### Records supplied ###

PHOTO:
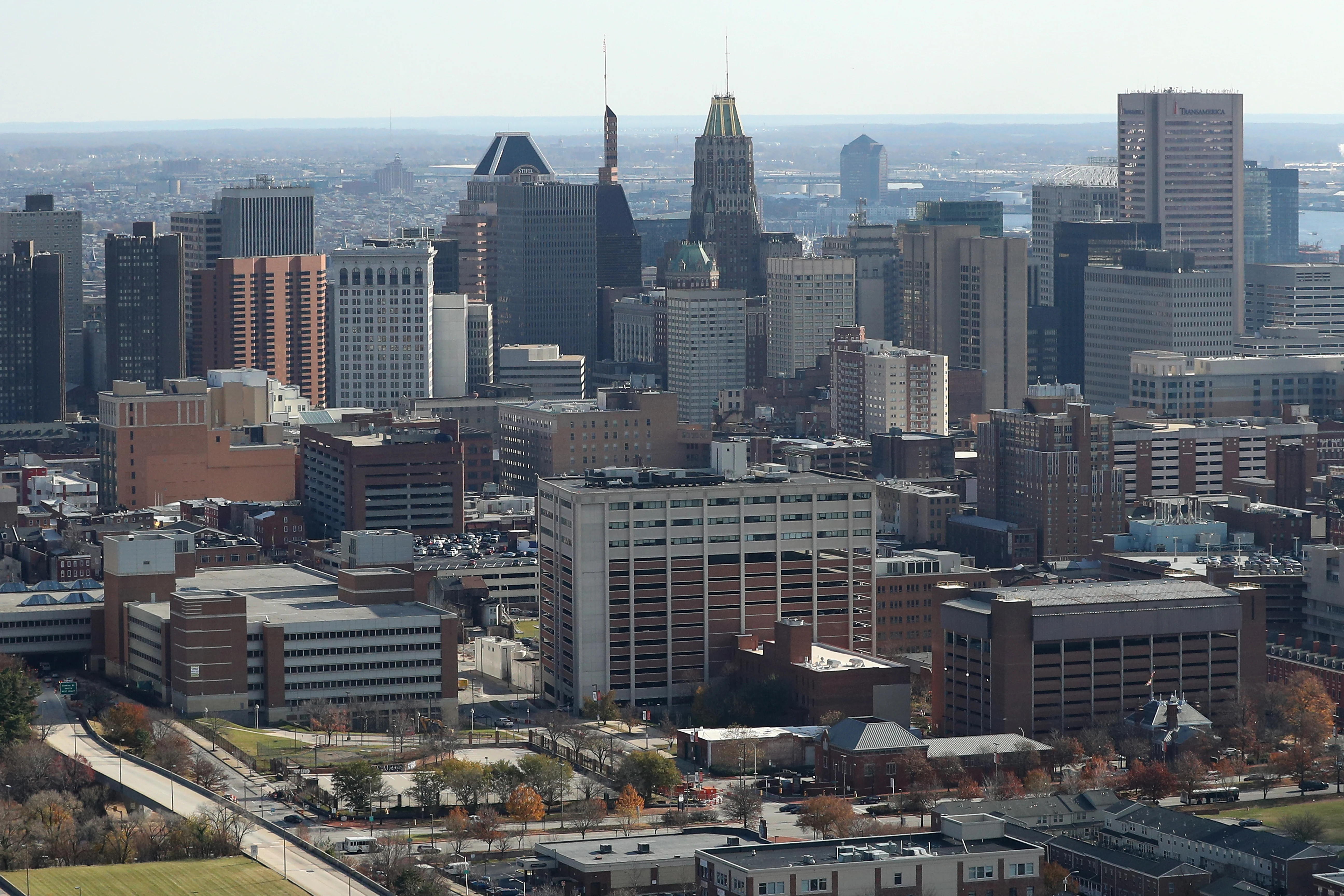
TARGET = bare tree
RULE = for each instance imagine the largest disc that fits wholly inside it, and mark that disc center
(585, 816)
(205, 772)
(230, 825)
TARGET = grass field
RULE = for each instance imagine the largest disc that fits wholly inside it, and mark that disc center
(237, 876)
(249, 741)
(1330, 810)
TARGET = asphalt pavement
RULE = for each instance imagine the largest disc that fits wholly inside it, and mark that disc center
(275, 852)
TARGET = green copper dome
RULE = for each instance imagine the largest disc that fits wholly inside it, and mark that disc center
(690, 260)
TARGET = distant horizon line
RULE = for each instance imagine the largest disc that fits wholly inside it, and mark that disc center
(584, 124)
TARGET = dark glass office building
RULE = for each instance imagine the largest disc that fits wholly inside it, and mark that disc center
(33, 361)
(147, 307)
(1080, 244)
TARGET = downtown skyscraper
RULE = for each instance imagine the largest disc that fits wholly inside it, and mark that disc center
(1181, 164)
(33, 370)
(725, 209)
(147, 307)
(619, 244)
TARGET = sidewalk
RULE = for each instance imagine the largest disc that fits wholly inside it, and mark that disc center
(222, 757)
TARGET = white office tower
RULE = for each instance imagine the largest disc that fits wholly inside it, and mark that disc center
(451, 346)
(480, 342)
(1156, 300)
(543, 369)
(1181, 166)
(384, 330)
(1076, 193)
(57, 232)
(708, 348)
(810, 297)
(1299, 295)
(878, 386)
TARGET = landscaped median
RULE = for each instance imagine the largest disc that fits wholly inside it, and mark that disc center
(234, 876)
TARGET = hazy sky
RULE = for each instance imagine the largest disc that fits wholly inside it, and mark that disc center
(152, 61)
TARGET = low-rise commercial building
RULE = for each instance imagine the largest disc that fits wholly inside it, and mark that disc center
(549, 374)
(1135, 639)
(1279, 864)
(824, 679)
(620, 428)
(271, 640)
(182, 453)
(650, 577)
(408, 475)
(1186, 386)
(916, 512)
(971, 853)
(1167, 459)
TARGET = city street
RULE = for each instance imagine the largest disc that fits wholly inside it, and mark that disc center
(299, 867)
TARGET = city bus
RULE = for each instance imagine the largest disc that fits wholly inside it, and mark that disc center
(1212, 796)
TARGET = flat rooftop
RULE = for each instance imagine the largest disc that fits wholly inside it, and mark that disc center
(807, 479)
(311, 609)
(585, 853)
(761, 858)
(1085, 594)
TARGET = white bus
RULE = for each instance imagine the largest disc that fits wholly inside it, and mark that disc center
(361, 845)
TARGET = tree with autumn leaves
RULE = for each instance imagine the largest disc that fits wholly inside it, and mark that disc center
(525, 805)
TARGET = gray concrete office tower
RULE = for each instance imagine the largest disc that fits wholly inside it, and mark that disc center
(1076, 193)
(965, 297)
(57, 232)
(863, 171)
(1301, 295)
(265, 220)
(546, 249)
(147, 307)
(1154, 300)
(33, 366)
(1181, 166)
(725, 209)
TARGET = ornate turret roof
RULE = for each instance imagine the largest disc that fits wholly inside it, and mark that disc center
(724, 119)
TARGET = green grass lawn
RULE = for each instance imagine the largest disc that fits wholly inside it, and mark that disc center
(249, 739)
(1330, 810)
(237, 876)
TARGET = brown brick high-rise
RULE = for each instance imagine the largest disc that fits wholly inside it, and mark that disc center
(269, 313)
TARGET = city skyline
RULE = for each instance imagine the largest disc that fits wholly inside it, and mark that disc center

###

* [How to complete this task]: Produce a verbatim copy of the lines from the one holding "TARGET = gray concrete office tower" to the final line of the data, and nothing more.

* [Finished exercise]:
TARGET = gray concrete office tower
RULE = for each instance imagine the largest disc that fits wholly inside it, and mark that disc center
(1076, 193)
(965, 297)
(57, 232)
(863, 171)
(1301, 295)
(265, 220)
(546, 249)
(147, 307)
(1154, 300)
(33, 366)
(1181, 166)
(725, 209)
TARGET = ornate turret roof
RULE = for each instance imagine the largest disc that fits wholly inside it, and mark that disc center
(724, 119)
TARGET = green grass lawn
RULE = for each instance imagine the largest disc that fits wholly inside it, and mark that disc center
(249, 739)
(1330, 810)
(237, 876)
TARGET = brown brick high-rise
RULE = for each instance imagine the largest disc that fits wholly inside it, and mark that disc center
(269, 313)
TARGET = city skyline
RULE = for each instance imagine the largest disc that fits wholly inside it, and mark that disc center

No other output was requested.